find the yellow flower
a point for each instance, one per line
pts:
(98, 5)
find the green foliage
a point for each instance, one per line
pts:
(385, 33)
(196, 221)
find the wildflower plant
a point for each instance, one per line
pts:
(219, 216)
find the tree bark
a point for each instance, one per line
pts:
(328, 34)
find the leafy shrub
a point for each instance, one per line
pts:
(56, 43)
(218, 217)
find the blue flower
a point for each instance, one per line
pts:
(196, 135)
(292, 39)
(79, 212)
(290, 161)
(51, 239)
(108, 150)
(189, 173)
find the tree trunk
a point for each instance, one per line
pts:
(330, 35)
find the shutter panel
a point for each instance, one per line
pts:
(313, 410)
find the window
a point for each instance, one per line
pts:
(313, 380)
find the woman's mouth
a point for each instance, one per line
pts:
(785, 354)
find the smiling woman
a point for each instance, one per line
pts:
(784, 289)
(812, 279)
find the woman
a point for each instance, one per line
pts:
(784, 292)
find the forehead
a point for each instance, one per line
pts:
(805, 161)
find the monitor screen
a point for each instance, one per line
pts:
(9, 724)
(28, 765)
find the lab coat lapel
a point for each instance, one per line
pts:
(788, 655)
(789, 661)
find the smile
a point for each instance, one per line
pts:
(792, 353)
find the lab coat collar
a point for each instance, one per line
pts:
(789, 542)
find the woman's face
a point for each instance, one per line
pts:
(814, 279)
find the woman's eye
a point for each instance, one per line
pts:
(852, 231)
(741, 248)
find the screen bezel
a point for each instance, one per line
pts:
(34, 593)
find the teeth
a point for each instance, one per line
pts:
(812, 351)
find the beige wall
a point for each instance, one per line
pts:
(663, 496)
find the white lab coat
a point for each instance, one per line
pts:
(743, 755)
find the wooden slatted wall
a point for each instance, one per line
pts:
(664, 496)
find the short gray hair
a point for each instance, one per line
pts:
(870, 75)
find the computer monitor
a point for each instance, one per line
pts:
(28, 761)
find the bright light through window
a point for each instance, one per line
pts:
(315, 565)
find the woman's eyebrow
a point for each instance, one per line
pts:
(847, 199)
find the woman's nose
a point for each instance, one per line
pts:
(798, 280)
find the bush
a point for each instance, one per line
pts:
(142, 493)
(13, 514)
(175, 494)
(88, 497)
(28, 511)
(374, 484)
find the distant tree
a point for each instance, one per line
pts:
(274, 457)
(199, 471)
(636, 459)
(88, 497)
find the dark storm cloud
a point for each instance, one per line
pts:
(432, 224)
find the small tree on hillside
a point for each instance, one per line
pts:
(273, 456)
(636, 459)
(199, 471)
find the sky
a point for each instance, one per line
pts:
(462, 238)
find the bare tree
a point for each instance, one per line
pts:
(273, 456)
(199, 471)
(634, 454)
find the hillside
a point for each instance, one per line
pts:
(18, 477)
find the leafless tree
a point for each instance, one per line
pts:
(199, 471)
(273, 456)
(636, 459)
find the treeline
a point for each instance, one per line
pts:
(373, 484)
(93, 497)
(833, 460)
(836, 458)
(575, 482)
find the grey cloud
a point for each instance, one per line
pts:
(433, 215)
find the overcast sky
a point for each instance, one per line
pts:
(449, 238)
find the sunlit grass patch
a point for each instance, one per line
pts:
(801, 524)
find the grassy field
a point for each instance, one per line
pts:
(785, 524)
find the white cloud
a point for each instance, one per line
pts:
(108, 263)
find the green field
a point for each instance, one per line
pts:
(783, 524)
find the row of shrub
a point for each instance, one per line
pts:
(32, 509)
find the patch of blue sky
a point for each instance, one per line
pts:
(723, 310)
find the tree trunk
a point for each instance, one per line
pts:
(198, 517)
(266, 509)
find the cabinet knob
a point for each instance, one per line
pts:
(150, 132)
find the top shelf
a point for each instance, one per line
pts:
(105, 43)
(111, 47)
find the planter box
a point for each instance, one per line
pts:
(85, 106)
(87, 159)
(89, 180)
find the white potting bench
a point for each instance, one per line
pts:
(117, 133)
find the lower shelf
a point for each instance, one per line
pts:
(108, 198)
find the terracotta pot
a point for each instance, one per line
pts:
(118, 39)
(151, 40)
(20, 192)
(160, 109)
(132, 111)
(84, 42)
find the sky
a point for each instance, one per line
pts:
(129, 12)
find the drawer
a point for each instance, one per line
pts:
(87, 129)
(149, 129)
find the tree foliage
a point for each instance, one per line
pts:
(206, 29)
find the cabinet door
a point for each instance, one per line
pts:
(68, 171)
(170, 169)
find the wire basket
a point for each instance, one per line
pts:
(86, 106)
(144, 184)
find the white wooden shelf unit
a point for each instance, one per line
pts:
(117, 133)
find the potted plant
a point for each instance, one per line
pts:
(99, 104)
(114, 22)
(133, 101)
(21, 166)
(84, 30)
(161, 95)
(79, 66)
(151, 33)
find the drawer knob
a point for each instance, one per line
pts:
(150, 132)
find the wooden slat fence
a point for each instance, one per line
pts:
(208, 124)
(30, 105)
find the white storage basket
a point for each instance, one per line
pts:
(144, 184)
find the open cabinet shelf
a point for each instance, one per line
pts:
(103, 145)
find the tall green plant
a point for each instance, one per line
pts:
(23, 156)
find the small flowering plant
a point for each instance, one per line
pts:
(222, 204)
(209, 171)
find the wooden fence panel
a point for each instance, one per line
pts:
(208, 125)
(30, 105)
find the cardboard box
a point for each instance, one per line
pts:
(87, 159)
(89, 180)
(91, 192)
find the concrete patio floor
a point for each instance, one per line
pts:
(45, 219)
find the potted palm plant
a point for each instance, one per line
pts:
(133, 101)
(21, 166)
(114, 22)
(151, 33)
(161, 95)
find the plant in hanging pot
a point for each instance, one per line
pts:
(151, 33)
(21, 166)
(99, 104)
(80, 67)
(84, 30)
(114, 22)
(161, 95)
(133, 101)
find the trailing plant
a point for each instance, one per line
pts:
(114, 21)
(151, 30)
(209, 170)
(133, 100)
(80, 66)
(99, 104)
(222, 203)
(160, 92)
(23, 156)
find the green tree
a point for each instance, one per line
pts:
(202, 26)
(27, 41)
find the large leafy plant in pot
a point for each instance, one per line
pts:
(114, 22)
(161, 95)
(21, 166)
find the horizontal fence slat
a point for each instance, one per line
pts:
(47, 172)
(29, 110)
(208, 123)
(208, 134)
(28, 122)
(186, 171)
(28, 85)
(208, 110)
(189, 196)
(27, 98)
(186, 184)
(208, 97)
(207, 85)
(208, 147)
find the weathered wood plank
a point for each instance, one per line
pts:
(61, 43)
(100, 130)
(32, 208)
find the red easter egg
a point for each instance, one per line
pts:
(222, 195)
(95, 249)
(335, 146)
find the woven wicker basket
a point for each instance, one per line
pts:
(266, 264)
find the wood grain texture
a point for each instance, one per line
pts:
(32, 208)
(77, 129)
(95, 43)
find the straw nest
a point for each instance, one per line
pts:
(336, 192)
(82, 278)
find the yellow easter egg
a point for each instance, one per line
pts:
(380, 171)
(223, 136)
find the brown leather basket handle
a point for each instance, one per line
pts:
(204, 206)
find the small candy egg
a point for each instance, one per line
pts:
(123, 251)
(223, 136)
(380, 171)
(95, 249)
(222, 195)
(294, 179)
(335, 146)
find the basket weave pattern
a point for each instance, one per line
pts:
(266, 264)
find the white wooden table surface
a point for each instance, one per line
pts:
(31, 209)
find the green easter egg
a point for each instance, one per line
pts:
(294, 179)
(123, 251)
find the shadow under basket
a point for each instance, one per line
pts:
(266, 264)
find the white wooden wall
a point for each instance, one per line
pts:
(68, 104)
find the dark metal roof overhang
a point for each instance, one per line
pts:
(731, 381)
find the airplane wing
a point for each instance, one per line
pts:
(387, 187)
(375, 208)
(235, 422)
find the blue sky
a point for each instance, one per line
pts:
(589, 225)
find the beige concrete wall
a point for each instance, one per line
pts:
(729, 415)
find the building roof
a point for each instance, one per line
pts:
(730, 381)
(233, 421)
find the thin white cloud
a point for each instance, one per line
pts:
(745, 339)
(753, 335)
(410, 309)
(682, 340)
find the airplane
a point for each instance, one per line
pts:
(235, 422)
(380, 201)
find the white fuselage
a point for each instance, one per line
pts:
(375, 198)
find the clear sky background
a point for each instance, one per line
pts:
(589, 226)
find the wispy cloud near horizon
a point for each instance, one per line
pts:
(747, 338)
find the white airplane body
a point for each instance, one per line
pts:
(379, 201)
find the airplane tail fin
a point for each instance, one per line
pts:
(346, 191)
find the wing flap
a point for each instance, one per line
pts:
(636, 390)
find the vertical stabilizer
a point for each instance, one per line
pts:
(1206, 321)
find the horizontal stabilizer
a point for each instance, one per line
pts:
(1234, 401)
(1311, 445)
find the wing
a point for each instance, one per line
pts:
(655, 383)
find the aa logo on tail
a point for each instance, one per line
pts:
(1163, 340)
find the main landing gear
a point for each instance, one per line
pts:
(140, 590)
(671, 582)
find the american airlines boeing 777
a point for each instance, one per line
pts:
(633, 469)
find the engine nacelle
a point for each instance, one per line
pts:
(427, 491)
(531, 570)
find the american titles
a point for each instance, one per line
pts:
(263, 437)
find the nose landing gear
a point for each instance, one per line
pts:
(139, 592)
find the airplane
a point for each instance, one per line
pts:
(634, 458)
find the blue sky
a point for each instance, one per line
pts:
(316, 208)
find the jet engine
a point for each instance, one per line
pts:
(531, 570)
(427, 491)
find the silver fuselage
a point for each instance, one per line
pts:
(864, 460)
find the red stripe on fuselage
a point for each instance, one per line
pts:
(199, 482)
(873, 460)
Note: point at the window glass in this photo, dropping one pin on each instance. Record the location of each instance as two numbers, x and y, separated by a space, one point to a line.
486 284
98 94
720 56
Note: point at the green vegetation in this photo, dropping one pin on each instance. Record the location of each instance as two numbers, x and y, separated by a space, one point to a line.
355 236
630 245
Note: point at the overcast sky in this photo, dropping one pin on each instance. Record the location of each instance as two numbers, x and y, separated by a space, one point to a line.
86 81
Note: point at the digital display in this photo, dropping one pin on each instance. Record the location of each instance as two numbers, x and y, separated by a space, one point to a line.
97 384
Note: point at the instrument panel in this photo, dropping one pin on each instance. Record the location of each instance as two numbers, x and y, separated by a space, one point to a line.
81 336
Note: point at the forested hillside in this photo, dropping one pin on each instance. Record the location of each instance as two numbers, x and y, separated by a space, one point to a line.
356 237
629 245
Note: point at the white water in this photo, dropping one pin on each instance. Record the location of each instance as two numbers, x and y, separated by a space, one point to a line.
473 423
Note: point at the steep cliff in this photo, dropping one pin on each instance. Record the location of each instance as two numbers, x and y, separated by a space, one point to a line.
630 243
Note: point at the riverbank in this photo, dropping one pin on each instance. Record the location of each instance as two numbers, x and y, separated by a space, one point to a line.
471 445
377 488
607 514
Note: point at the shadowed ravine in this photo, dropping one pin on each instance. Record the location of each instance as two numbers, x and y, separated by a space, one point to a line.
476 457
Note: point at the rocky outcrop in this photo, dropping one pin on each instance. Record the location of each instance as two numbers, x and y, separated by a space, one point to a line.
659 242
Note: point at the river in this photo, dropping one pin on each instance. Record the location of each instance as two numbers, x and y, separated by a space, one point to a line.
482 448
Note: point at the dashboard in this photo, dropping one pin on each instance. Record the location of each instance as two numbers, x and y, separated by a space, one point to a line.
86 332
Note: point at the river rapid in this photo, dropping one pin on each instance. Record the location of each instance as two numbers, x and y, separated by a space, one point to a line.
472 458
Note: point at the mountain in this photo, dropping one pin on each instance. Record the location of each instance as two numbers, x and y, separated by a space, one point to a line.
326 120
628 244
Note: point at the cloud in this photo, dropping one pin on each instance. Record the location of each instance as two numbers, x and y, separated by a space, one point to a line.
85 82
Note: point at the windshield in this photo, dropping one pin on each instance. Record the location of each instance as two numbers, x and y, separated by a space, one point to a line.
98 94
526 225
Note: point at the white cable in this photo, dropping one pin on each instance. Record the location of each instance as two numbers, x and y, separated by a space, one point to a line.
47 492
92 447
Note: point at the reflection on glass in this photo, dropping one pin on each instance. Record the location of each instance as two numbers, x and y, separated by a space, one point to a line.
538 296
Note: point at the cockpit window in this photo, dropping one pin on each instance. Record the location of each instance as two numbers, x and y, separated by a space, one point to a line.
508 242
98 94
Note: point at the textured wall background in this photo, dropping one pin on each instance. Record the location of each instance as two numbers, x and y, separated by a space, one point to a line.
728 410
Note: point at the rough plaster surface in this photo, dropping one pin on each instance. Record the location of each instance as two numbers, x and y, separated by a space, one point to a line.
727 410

Task details: Retrieve all lines from the data that contain the string "wooden".

Written answer:
find the wooden slatted wall
find the white wooden shelf unit
find the wooden slat fence
find the wooden fence panel
find the white wooden table surface
find the white wooden wall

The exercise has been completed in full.